Copy the lines of the records exactly, starting at the first line and ending with the line that contains "[244,135,321,214]", including both ends.

━━ DATASET

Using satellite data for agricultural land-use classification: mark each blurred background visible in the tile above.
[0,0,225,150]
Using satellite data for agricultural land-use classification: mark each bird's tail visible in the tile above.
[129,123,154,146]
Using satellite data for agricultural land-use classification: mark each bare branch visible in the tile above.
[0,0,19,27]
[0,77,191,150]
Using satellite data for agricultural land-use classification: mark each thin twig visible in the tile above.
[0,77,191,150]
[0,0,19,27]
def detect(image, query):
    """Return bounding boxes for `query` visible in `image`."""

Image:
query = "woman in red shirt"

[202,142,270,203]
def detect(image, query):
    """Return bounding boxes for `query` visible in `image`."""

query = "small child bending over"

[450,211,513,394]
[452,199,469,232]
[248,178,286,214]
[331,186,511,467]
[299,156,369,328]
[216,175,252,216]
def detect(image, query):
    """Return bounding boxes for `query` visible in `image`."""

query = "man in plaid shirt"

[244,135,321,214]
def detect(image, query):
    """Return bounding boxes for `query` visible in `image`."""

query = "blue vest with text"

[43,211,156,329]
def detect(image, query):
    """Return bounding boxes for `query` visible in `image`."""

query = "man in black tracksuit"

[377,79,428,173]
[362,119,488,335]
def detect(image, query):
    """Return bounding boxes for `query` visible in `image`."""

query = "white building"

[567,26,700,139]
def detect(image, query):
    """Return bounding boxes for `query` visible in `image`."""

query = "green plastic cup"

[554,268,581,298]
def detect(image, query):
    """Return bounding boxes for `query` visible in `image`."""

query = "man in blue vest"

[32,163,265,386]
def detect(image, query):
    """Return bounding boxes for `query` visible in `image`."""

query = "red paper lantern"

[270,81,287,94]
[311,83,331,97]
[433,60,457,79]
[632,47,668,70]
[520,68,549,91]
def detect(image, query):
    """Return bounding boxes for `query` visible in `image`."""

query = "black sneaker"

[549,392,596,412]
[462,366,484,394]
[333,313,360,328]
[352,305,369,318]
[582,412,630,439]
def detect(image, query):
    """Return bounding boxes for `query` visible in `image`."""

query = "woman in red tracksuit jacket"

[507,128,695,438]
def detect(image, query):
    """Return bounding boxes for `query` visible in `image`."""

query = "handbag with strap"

━━━━

SOLUTION FOR THIS EXERCISE
Using satellite data for agricultural land-use classification: mark each blurred background visible in the tile above.
[0,0,225,150]
Using satellite data for agricultural land-use classification: mark each bird's tail visible in the tile above.
[129,123,154,146]
Using satellite data for agricultural land-use classification: mark each bare branch visible in the tile above.
[0,0,19,27]
[0,77,191,150]
Using satellite data for agricultural land-use classification: mark each thin twig visible in the tile above.
[0,77,191,150]
[0,0,19,27]
def detect(image, query):
    """Return bounding boxes for `query` visible in `image`."""

Image:
query = "woman in red shirt"

[202,142,270,203]
def detect(image, query):
    """Return bounding boxes for `query` visible in `image`."""

query = "small child bending over"

[450,211,513,394]
[452,199,469,232]
[248,178,286,214]
[331,186,511,467]
[299,156,369,328]
[216,175,252,216]
def detect(image, query):
    """Return bounding boxes for `query` visible in `image`."""

query = "man in plaid shirt"

[244,135,321,214]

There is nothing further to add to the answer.